> SHORT TASK
Count the lines in the listing below that contain the string "wheel", with case counting, and reply with only the number.

— start DATA IN THIS EXERCISE —

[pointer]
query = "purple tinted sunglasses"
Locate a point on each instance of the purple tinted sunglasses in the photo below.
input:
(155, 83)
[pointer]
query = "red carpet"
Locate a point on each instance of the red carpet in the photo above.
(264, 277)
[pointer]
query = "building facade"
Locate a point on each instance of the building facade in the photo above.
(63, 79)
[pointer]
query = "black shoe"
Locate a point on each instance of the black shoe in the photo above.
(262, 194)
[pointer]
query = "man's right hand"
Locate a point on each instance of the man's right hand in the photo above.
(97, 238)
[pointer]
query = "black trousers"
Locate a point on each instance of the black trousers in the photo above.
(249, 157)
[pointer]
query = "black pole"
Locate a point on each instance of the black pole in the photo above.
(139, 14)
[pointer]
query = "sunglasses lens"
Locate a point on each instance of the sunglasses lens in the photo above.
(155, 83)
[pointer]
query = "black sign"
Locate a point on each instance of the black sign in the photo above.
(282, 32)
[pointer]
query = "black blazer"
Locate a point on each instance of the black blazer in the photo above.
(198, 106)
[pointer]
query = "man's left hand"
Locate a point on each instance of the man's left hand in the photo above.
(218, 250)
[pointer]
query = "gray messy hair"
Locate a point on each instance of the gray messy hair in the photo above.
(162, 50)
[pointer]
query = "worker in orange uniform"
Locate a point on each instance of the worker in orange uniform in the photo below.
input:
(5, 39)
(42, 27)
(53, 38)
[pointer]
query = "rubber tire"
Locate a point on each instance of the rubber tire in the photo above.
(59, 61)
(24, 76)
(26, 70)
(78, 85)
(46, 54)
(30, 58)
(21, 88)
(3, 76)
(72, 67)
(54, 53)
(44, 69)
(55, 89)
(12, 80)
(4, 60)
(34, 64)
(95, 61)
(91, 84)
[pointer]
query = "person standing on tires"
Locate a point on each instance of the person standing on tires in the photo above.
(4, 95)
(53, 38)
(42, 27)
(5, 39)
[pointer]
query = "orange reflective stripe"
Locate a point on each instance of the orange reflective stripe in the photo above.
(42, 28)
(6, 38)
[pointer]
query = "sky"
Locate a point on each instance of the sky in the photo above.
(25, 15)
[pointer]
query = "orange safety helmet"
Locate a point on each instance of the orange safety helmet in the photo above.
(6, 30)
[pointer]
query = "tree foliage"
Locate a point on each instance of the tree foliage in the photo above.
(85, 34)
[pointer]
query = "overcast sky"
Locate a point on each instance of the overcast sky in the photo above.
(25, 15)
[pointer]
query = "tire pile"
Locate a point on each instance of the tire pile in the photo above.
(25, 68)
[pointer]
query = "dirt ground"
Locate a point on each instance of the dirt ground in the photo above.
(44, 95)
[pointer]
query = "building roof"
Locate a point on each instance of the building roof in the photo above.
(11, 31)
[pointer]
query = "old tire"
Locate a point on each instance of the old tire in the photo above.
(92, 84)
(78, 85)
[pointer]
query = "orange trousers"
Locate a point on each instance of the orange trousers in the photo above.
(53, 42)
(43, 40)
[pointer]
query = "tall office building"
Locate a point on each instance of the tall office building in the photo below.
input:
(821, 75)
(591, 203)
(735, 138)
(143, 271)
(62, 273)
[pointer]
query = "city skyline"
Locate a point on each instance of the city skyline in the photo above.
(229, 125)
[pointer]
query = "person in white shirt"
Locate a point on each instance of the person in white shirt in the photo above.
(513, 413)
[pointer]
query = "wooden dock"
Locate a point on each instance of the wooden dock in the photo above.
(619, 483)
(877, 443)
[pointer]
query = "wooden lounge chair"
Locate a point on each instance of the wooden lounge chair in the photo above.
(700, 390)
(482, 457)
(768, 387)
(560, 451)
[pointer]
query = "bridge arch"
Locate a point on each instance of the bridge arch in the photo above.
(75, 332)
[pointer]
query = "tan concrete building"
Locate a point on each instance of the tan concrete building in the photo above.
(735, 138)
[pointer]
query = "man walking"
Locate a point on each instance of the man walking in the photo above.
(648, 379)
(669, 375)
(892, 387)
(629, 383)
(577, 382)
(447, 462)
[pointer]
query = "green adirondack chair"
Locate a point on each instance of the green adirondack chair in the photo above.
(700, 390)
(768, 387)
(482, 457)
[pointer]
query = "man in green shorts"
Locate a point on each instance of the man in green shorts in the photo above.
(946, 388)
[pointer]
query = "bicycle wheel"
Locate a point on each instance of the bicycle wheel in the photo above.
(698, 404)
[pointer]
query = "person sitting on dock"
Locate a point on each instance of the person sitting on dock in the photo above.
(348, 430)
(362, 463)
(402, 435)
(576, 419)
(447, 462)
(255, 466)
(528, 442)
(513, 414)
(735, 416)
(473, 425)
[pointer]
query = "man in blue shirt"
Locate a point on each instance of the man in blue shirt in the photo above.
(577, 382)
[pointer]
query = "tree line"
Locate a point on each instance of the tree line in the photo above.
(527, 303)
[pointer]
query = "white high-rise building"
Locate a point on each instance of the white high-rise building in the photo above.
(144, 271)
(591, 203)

— end DATA IN THIS EXERCISE —

> THE RESULT
2